READING TEXT:
The actress weighs in on what she loves about the show.

This article has been written by award-winning actor Swara Bhasker.

All women growing up in India, South Asia, or anywhere in the world frankly; will remember in some form or the other that gentle girlhood admonishing, “Nice girls don’t do that.” I kept recalling that gently reasoned reproach as I watched Sharp Objects (you can catch it on Hotstar Premium). Adapted from the author of Gone Girl, Gillian Flynn’s debut novel Sharp Objects has been directed by Jean-Marc Vallée, who has my heart since he gave us Big Little Lies. It stars the multiple-Oscar nominee Amy Adams, who delivers a searing performance as Camille Preaker; and Patricia Clarkson, who is magnetic as the dominating and dark Adora Crellin. As an actress myself, it felt great to watch a show driven by its female performers.

The series is woven around a troubled, alcohol-dependent, self-harming, female journalist Camille (single and in her thirties incidentally) who returns to the small town of her birth and childhood, Wind Gap, Missouri, to report on two similarly gruesome murders of teenage girls. While the series is a murder mystery, it equally delves into the psychology, not just of the principal characters, but also of the town, and thus a culture as a whole.

There is a lot that impresses in Sharp Objects — the manner in which the storytelling gently unwraps a plot that is dark, disturbing and shocking, the stellar and crafty control that Jean-Marc Vallée exercises on his narrative, the cinematography that is fluid and still manages to suggest that something sinister lurks within Wind Gap, the editing which keeps this narrative languid yet sharp and consistently evokes a haunting sensation.

Sharp Objects is also liberating (apart from its positive performance on Bechdel parameters) as content — for female actors and for audiences in giving us female centric and female driven shows that do not bear the burden of providing either role-models or even uplifting messages. 

Instead, it presents a world where women are dangerous and dysfunctional but very real — a world where women are neither pure victims, nor pure aggressors. A world where they occupy the grey areas, complex and contradictory as agents in a power play, in which they control some reigns too.

But to me personally, and perhaps to many young women viewers across the world, what makes Sharp Objects particularly impactful, perhaps almost poignant, is the manner in which it unravels the whole idea, the culture, the entire psychology of that childhood admonishment “Nice girls don’t do that.” Sharp Objects explores the sinister and dark possibilities of what the corollary of that thinking could be.

“Nice girls don’t do that.”

“Who does?”

“Bad girls.”

“So I’m a bad girl.”

“You shouldn’t be a bad girl.”

“Why not?”

“Bad girls get in trouble.”

“What trouble? What happens to bad girls?”

“Bad things.”

“What bad things?”

“Very bad things.”

“How bad?”

“Terrible!!!”

“Like what?”

“Like….”

INFORMATION PROVIDED:
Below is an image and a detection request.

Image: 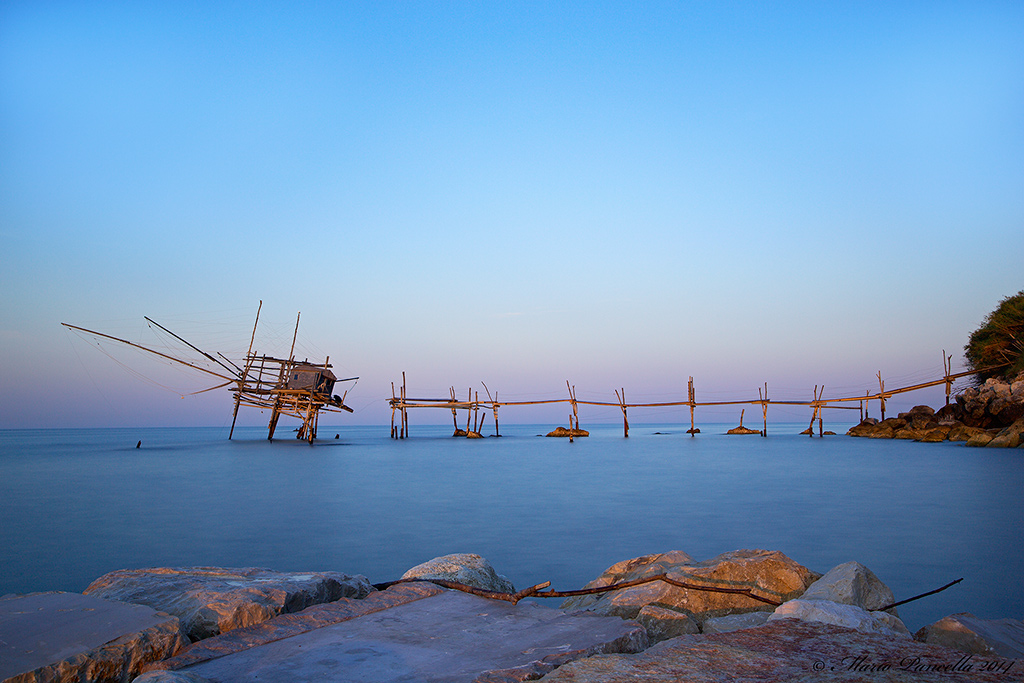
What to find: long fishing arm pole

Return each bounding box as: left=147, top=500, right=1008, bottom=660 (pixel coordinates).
left=60, top=323, right=238, bottom=382
left=142, top=315, right=239, bottom=372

GIVEN PROBLEM 1: According to the Sharp Objects review, which town does Camille return to?
GIVEN PROBLEM 2: Proceed with the Sharp Objects review from its final line.

TASK RESPONSE 1: Wind Gap, Missouri.

TASK RESPONSE 2:
A point the show makes early on is that both the victims of the introductory brutal murders were not your typically nice girly-girls. Camille, the traumatised protagonist carrying a burden from her past was herself not a nice girl. Amma, her deceptive half-sister manipulates the nice girl act to defy her controlling mother. But perhaps the most incisive critique on the whole ‘Be a nice girl’ culture, in fact the whole ‘nice’ culture — nice folks, nice manners, nice homes, nice towns — comes in the form of Adora’s character and the manner in which beneath the whole veneer of nice, a whole town is complicit in damning secrets and not-so-nice acts. At one point early on in the show, Adora tells her firstborn Camille, with whom she has a strained relationship (to put it mildly), “I just want things to be nice with us but maybe I don’t know how..” Interestingly it is this very notion of ‘nice’ that becomes the most oppressive and deceptive experience of young Camille, and later Amma’s growing years.

This ‘Culture of Nice’ is in fact the pervasive ‘Culture of Silence’ that women all over the world, particularly in India, are all too familiar with. 

It takes different forms, but always towards the same goal — to silence the not-so-nice details of what the experiences; sometimes intimate experiences of women might be. This Culture of Silence is propagated from the child’s earliest experience of being parented by society in general. Amongst the values that girls receive in our early years — apart from those of being obedient, dutiful, respectful, homely — we also receive the twin headed Chimera in the form of shame and guilt.

“Have some shame!”

“Oh for shame!”

“Shameless!”

“Shameful!”

“Ashamed.”

“Do not bring shame upon…”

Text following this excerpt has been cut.